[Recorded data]

*** Block opens ***

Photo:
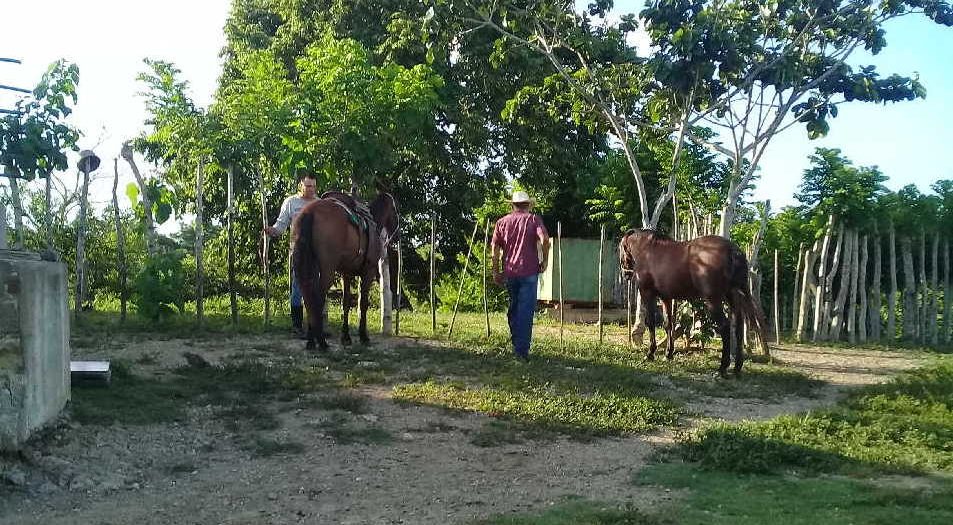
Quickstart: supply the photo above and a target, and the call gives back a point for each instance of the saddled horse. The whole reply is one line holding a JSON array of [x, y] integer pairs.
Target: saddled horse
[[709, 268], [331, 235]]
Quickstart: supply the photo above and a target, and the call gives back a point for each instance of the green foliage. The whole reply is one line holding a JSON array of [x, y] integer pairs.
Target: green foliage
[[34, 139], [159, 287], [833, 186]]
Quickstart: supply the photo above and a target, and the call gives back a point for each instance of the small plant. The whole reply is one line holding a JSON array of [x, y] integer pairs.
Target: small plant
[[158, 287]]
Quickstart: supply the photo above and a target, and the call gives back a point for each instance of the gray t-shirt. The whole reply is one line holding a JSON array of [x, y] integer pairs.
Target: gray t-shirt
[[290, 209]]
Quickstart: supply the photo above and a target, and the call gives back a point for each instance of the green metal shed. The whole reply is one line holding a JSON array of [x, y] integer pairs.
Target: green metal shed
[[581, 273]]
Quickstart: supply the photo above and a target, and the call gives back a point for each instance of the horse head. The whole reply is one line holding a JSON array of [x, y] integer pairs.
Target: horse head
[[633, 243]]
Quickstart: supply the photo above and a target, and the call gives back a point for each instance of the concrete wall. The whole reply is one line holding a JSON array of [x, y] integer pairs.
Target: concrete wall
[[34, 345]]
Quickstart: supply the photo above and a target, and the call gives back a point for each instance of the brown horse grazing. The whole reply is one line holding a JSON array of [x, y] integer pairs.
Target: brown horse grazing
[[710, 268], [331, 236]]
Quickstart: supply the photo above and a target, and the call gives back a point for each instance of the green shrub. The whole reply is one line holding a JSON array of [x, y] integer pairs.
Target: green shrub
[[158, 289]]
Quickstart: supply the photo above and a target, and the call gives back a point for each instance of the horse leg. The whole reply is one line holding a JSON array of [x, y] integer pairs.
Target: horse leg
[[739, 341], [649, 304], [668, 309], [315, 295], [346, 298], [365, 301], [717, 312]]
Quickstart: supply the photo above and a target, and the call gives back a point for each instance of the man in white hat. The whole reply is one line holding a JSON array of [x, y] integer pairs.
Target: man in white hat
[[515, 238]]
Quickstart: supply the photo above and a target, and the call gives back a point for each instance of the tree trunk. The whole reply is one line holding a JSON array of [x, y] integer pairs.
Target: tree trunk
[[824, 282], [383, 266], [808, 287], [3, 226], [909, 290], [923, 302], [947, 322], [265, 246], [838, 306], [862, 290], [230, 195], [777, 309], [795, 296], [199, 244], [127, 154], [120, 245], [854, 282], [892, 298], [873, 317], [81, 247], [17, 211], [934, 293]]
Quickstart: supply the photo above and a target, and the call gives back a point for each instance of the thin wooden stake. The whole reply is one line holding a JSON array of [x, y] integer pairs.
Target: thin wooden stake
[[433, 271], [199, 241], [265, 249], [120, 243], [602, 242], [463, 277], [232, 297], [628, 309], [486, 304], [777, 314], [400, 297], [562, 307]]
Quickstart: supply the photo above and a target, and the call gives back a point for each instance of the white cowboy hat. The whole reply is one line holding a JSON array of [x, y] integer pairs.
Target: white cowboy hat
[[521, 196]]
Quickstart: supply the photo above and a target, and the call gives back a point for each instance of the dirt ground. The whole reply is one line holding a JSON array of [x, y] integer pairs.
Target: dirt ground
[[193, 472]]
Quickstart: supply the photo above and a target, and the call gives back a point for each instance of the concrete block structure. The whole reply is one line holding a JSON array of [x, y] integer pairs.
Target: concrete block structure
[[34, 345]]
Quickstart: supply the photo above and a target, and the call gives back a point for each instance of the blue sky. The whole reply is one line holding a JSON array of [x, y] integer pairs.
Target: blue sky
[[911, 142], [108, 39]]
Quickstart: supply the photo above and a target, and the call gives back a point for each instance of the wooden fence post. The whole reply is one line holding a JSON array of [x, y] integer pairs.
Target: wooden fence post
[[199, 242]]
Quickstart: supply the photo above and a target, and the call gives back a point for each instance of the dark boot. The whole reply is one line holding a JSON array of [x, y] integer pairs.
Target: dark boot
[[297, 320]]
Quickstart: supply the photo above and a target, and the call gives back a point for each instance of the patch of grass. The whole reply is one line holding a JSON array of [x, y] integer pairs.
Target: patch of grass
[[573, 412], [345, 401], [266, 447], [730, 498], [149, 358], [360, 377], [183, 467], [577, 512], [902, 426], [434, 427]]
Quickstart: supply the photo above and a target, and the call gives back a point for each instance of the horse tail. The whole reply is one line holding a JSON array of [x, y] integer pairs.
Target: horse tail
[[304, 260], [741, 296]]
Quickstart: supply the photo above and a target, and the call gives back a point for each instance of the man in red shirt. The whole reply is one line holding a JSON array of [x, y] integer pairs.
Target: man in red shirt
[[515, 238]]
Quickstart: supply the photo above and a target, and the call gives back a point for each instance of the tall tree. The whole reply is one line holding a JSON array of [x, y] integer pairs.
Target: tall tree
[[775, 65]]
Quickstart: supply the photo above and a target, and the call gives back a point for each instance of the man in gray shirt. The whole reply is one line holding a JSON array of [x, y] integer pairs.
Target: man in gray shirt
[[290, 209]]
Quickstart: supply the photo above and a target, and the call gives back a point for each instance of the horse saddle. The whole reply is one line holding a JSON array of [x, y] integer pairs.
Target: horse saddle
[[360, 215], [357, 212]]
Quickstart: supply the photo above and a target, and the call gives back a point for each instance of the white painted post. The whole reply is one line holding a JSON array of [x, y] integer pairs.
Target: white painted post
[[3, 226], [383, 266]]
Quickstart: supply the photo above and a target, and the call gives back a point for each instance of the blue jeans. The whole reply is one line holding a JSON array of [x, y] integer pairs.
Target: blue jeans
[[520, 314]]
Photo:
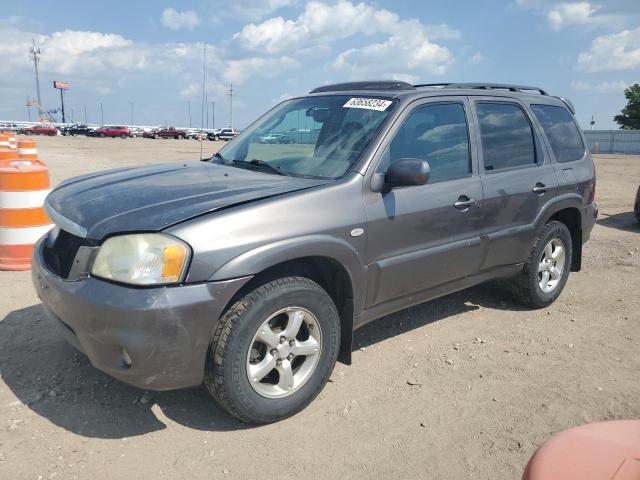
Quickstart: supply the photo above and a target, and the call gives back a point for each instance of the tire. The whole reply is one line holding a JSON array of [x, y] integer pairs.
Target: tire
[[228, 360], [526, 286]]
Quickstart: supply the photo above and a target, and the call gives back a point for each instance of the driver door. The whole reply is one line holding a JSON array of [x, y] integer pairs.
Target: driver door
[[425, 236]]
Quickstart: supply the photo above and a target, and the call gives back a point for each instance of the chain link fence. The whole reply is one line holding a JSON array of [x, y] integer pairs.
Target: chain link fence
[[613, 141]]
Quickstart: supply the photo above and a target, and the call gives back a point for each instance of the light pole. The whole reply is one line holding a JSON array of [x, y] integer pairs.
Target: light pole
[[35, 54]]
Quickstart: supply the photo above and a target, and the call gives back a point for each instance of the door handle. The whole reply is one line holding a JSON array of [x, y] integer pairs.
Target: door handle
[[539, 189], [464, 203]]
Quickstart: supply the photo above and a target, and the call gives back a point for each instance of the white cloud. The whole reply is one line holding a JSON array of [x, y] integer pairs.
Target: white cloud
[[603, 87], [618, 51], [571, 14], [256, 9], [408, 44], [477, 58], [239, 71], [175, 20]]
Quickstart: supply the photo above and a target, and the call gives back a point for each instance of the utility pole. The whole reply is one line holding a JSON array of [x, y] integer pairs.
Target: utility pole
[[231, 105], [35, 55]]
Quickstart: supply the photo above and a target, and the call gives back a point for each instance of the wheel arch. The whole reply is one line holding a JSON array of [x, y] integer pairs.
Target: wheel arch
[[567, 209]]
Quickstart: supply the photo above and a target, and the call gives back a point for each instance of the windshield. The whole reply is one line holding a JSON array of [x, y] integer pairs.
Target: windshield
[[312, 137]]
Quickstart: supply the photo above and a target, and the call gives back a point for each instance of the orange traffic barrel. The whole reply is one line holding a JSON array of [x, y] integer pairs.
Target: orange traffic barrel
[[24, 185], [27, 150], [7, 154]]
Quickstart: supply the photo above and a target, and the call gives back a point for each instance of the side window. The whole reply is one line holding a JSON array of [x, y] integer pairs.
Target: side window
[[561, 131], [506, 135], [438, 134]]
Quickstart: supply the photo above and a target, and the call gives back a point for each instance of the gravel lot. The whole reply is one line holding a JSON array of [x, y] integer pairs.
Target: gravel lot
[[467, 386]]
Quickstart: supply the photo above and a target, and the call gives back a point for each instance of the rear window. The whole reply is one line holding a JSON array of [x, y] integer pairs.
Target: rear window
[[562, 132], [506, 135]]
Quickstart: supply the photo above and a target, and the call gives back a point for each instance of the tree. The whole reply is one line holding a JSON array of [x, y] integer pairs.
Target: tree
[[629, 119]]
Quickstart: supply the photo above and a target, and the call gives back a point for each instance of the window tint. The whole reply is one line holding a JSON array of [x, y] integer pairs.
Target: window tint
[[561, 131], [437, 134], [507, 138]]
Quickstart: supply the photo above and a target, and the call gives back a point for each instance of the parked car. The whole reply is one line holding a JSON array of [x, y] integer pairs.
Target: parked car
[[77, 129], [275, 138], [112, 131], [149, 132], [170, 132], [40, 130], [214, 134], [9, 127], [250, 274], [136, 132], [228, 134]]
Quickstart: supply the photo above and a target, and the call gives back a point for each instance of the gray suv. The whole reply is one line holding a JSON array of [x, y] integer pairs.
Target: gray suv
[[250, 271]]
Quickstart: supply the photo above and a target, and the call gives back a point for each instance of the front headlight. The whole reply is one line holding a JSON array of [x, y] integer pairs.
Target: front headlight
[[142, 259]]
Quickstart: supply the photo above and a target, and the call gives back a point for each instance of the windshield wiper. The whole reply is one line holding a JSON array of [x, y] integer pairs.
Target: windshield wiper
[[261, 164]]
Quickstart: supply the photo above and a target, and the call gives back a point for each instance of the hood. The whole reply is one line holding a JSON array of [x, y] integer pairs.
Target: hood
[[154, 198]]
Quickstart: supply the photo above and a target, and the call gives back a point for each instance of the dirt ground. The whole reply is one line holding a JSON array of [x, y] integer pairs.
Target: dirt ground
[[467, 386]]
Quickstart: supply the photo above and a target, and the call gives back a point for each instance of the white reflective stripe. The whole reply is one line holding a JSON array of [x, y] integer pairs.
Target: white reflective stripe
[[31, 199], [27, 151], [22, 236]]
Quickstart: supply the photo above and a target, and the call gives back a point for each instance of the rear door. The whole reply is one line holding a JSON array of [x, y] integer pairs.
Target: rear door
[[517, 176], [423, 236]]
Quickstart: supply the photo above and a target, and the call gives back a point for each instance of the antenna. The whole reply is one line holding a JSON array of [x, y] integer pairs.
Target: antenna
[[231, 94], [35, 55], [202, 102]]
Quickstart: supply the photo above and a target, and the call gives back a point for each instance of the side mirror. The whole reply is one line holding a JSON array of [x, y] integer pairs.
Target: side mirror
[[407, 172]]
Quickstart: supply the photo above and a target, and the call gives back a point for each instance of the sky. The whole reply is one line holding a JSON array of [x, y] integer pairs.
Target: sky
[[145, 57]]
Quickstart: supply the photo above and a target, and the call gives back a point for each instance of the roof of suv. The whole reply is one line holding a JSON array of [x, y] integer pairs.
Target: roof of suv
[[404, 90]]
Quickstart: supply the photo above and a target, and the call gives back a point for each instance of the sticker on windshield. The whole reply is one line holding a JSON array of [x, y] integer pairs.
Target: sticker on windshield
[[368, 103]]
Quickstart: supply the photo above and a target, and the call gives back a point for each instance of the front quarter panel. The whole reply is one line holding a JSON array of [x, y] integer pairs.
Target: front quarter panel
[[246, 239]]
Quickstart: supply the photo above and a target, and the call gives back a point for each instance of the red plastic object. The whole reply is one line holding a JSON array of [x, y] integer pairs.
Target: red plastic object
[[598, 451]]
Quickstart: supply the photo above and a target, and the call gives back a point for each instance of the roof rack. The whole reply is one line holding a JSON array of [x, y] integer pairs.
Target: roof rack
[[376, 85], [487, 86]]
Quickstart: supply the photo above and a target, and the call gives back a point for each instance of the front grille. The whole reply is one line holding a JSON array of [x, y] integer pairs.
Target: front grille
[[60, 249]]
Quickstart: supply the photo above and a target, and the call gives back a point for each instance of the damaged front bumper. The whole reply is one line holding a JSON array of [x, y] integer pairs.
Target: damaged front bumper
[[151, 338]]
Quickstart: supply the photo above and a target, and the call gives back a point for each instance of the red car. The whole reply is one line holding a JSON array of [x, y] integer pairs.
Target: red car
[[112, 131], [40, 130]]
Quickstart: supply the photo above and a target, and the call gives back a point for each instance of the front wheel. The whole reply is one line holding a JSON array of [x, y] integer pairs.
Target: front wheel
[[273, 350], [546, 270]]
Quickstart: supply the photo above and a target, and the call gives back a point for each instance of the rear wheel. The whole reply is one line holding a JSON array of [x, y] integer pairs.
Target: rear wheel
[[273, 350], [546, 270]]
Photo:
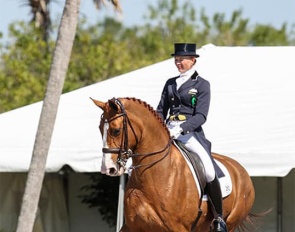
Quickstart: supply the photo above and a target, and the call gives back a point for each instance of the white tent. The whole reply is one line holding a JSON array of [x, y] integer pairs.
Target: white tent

*** Block closes ***

### What is being asked
Where a line of the entries contains the word "tent", copy that line.

### Exercise answer
Quickstart: supply the photo above and a target, and the call gives back a point for each instance of the white tent. The whole reply is one line holding a JSON array of [x, y] integer pairs.
Target: white tent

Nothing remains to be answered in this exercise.